# Study text:
Sunday, November 8, 2009

Cosmetics and Costumes

Our cosmetics and our costumes are so familiar to us that it is difficult to see the singular strangeness in the ways we make ourselves up. We emerge, all of us, out of our little night chambers, wherein we have temporarily lost our bearings in uncharted sleep, into the light of day, pausing to arrange our faces and clothe our bodies in a way that will naturalize us for the human company we intend to keep. Every day we achieve this dramatic transformation from nakedness into a socially serviceable appearance. Some days require several or even many changes of costume and of face, depending on the roles we are called upon to play.
In all of this we choose and select- grooming our bodies with more or less attention to the art of managing appearances. But our choices are always constrained by the affordances of our closets and cosmetic cabinets. These, in turn, are supplied from the vast but particular cultural wardrobe that is part of the large theater of our secular existence.

Tuesday, November 3, 2009

Boredom

To reject the practical, to change the purposeful into the purposeless, the necessary into the arbitrary, and to do it in such a way as to cause no harm, by simply imagining it, out of sheer playfulness, affords joy and pleasure, because it frees us for the moment from the fetters of the necessary, the purposeful, and the practical.

# Listed entries:
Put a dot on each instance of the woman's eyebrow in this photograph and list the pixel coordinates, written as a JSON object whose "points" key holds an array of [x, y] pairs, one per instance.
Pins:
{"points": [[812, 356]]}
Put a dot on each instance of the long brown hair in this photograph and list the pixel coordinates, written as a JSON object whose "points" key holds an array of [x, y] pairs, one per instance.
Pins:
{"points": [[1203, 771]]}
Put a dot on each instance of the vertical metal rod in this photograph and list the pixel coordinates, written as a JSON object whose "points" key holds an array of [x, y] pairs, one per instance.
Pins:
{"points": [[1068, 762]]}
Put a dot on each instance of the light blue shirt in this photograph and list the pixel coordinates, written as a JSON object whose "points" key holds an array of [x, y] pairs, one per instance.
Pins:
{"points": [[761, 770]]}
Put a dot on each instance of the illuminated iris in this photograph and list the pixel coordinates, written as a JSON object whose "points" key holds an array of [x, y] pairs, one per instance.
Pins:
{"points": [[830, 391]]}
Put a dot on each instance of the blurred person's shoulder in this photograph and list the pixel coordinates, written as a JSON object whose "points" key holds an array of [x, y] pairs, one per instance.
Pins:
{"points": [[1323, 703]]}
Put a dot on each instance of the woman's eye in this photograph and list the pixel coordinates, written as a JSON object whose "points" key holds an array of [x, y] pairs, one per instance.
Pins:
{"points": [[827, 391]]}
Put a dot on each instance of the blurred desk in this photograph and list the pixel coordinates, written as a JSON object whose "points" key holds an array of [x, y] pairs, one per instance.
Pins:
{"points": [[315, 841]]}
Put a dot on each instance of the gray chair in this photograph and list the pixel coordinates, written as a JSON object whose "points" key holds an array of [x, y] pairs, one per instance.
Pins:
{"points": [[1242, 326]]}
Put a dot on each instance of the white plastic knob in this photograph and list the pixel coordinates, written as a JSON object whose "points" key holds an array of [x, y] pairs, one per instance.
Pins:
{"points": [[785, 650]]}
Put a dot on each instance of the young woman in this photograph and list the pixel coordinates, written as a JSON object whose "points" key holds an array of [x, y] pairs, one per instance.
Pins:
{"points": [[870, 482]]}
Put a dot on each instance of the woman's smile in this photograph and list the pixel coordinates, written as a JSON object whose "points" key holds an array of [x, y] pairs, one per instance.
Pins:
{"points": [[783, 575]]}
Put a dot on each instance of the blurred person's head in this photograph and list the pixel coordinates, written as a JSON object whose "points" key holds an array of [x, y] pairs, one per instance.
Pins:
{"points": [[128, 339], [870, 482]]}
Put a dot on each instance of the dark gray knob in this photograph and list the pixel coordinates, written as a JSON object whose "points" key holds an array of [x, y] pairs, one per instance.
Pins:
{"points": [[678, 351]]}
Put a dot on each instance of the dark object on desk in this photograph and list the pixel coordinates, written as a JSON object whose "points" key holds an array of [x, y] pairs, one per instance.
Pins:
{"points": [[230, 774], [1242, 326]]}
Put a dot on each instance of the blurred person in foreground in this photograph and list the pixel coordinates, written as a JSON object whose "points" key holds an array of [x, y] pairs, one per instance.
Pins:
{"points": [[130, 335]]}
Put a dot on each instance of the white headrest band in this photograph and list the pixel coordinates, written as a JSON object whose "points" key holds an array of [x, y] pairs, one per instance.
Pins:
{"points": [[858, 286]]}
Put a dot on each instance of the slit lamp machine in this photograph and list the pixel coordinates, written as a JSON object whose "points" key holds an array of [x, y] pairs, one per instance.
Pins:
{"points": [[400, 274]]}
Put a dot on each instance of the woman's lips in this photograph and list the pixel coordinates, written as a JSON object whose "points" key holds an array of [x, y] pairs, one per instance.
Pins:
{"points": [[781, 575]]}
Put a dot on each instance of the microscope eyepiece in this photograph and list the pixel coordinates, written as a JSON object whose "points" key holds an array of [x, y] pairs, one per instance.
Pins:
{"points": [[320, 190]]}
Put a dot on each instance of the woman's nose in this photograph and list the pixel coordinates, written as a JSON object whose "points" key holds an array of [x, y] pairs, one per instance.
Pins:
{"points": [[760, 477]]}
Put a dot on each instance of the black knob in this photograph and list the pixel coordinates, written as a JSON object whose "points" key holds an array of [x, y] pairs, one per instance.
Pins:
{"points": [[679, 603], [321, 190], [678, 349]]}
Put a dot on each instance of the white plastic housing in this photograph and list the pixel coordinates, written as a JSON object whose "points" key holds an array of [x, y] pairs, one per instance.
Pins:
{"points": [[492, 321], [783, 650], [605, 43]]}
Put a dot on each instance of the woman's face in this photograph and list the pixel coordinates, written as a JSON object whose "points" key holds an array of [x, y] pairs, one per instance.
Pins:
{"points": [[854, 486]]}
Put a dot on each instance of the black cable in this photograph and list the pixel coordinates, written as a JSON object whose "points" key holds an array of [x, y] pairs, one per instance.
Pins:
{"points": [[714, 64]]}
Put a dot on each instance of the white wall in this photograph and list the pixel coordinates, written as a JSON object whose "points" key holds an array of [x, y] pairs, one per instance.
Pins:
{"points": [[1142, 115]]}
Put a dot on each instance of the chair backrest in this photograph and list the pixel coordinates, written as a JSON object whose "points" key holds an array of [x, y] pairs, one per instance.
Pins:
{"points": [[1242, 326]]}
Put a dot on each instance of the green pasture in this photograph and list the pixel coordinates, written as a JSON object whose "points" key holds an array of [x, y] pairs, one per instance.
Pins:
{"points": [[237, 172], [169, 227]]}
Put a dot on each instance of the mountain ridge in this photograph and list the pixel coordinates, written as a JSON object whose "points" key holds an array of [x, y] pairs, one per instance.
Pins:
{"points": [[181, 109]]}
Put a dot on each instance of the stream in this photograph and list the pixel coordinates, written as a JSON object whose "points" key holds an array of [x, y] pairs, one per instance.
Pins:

# Work required:
Repeat the part of the blog text starting at "To reject the" and ending at "and the practical.", word for word. The items are separate from the blog text and unrelated to it.

# Answer to this task:
To reject the practical, to change the purposeful into the purposeless, the necessary into the arbitrary, and to do it in such a way as to cause no harm, by simply imagining it, out of sheer playfulness, affords joy and pleasure, because it frees us for the moment from the fetters of the necessary, the purposeful, and the practical.